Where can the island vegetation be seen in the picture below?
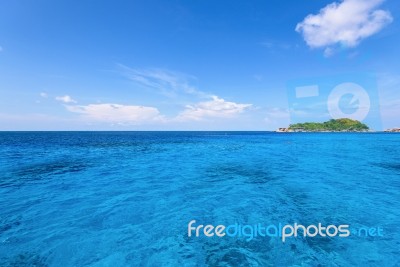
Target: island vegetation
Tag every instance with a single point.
(333, 125)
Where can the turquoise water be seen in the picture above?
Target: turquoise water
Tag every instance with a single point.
(125, 198)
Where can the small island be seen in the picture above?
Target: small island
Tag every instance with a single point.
(334, 125)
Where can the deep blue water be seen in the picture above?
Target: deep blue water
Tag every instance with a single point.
(125, 198)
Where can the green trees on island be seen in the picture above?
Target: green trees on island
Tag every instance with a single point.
(338, 125)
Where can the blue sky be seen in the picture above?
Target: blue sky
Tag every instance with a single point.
(187, 65)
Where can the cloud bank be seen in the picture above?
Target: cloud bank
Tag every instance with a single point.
(116, 113)
(215, 108)
(346, 23)
(66, 99)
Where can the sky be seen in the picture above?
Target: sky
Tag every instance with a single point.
(196, 65)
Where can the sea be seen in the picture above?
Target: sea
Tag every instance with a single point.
(126, 198)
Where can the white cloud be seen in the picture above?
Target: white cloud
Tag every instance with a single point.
(66, 99)
(169, 83)
(215, 108)
(116, 113)
(277, 114)
(43, 94)
(346, 23)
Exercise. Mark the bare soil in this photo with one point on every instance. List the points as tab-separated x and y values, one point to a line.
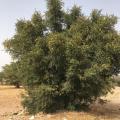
11	109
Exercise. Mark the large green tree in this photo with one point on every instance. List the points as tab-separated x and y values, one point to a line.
67	60
10	74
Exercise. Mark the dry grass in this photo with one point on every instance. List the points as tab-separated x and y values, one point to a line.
10	108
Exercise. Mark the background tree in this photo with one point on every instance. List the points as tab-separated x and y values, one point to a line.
1	77
11	75
69	67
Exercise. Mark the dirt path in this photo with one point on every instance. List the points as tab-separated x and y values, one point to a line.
11	109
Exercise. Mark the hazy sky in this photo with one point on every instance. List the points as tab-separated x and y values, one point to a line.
11	10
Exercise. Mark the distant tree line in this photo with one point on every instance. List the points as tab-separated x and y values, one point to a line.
64	60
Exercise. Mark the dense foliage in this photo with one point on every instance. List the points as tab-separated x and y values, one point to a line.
10	75
66	60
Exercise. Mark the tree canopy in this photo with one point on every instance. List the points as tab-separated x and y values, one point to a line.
66	59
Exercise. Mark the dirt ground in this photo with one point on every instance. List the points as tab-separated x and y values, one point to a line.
11	109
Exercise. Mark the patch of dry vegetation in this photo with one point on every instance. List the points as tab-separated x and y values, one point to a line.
11	109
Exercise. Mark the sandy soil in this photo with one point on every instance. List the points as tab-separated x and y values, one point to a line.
11	109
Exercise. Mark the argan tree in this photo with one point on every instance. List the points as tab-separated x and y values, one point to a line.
65	62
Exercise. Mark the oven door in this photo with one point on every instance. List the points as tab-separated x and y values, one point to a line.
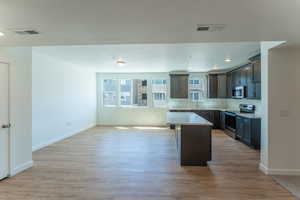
238	92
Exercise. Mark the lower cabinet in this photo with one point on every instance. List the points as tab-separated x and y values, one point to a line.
248	131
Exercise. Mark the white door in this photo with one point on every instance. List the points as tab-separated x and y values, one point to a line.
4	121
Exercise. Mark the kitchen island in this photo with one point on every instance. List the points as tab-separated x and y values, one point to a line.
193	137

• • • •

**Directions**
What you should repeat exactly is the run of lines from the top of the listing above through the line with "Target: white cloud", without pictures.

**Result of the task**
Where can the island vegetation be seen in the picture below?
Target: island vegetation
Tag every instance with a single point.
(333, 125)
Where can the turquoise water be seen in the picture above?
Target: turquoise water
Tag every instance with a single point.
(125, 198)
Where can the small island be seen in the picture above?
Target: small island
Tag every instance with a single point.
(334, 125)
Where can the deep blue water be seen in the picture above?
Target: deep blue water
Tag every instance with a single point.
(125, 198)
Where can the green trees on island be seen in the picture above?
Target: green trees on island
Tag every instance with a single point.
(338, 125)
Where can the blue sky be seen in the picture above?
Target: blue sky
Tag every instance with a single point.
(187, 65)
Where can the cloud bank be seen in the picture above?
Target: cloud bank
Tag every instance with a single point.
(116, 113)
(215, 108)
(346, 23)
(66, 99)
Where can the sky be seen in the picture above?
Target: sky
Tag every instance with a single point.
(196, 65)
Where can the sea be seen in the picture above?
Target: sea
Tag every instance with a single point.
(126, 198)
Where can the white cloud be seen in the picture above?
Target: white cloud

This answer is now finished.